[WHAT IS EXPECTED]
Each line below should be quoted exactly, please.

[SOURCE MATERIAL]
* * *
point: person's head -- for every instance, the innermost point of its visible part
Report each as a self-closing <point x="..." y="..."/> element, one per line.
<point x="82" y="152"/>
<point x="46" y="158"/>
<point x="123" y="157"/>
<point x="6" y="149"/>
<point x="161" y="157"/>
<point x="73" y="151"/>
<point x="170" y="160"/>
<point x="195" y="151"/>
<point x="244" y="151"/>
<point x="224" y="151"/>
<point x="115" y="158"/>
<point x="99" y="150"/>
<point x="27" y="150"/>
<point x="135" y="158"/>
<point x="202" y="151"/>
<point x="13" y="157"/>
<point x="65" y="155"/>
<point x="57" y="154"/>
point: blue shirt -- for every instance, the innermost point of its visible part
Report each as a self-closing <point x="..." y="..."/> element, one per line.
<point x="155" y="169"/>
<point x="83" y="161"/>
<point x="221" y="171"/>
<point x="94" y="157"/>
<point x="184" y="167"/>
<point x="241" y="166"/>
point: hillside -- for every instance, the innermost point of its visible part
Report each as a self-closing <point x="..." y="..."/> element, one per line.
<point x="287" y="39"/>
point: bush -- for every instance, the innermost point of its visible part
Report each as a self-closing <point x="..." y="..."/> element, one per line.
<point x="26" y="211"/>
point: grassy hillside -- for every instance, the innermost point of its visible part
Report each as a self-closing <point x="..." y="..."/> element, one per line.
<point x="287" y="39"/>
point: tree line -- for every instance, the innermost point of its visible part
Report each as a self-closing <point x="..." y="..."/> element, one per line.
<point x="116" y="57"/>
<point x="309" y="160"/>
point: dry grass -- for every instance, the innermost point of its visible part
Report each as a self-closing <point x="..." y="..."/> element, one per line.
* * *
[RESULT OF THE TASK]
point: person's head -- for every instance, the innermost point of its visible part
Report each as a self-closing <point x="..." y="..."/> element, one per line.
<point x="82" y="152"/>
<point x="46" y="158"/>
<point x="123" y="157"/>
<point x="6" y="149"/>
<point x="161" y="157"/>
<point x="73" y="151"/>
<point x="170" y="160"/>
<point x="195" y="151"/>
<point x="244" y="151"/>
<point x="224" y="151"/>
<point x="115" y="158"/>
<point x="99" y="150"/>
<point x="27" y="150"/>
<point x="135" y="158"/>
<point x="202" y="151"/>
<point x="13" y="157"/>
<point x="65" y="155"/>
<point x="57" y="154"/>
point: blue shirt -- for every instance, the innermost point of its visible part
Report each as a self-closing <point x="..." y="..."/> element, one per line.
<point x="155" y="169"/>
<point x="83" y="161"/>
<point x="221" y="171"/>
<point x="94" y="157"/>
<point x="184" y="167"/>
<point x="241" y="166"/>
point: hillside -- for every instance, the innermost point of its visible part
Report each as a self-closing <point x="..." y="..."/> element, one per line.
<point x="287" y="39"/>
point: bush -- for every instance, the innermost point of its visible part
Report each as a self-closing <point x="..." y="..."/> element, one per line.
<point x="26" y="211"/>
point: grassy hillside -- for every instance, the innermost point of its visible part
Report each as a self-closing <point x="..." y="..."/> element, one per line.
<point x="287" y="39"/>
point: tree line -- for every instance, the innermost point of its visible part
Report each as a self-closing <point x="..." y="..."/> element, one per line.
<point x="116" y="57"/>
<point x="309" y="160"/>
point: dry grass -- for every instance, the innermost point of its visible part
Report each as a self-closing <point x="..." y="..."/> element, one per line.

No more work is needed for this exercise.